■ **WHAT NEEDS TO BE DONE**: Revise the stretch of the conversation about the BBC from "CM: My point" through "are always gloomy.", substituting "administrators" for "bureaucrats".

■ **SOURCE PASSAGE**:
CM: My point is simply that technology has a tendency to create greater freedom at a lower cost. This is not an unmixed blessing, but it is nevertheless a blessing. It's perverse to go against it. The consequence of this is that things like the BBC pass into history. And what I want to do is to help it pass into history, and get the bits that are of value and think of how to project them into the new era. What I feel now about the bureaucrats who run the BBC is that they're all scared, they're all worried, sad people. I met the head of comedy the other day — I've never met a gloomier person in all my life!

CB: Oh well, clowns are always gloomy.

CM: That's true, yes. But it's because they sort of know that they are doomed. They're very powerful and they've got a bit of life in them yet, but they can't have the courage of their convictions because then they get attacked. So what they do is have an act of listening to everybody all the time. And what they're really doing is trying to defend an extraordinary bureaucratic apparatus for as long as they possibly can, and that seems to me to be soul-destroying. The BBC is full of negativity, and I would like it to move into a more creative area, which means getting rid of most of it.

■ **SUPPLIED MATERIAL**:
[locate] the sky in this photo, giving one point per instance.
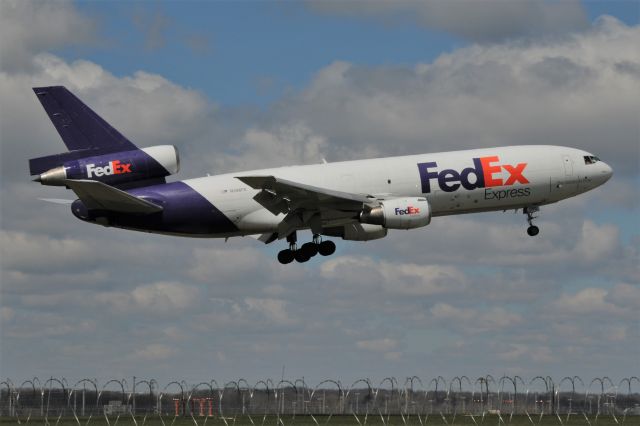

■ **RESULT OF THIS EXERCISE**:
CM: My point is simply that technology has a tendency to create greater freedom at a lower cost. This is not an unmixed blessing, but it is nevertheless a blessing. It's perverse to go against it. The consequence of this is that things like the BBC pass into history. And what I want to do is to help it pass into history, and get the bits that are of value and think of how to project them into the new era. What I feel now about the administrators who run the BBC is that they're all scared, they're all worried, sad people. I met the head of comedy the other day — I've never met a gloomier person in all my life!

CB: Oh well, clowns are always gloomy.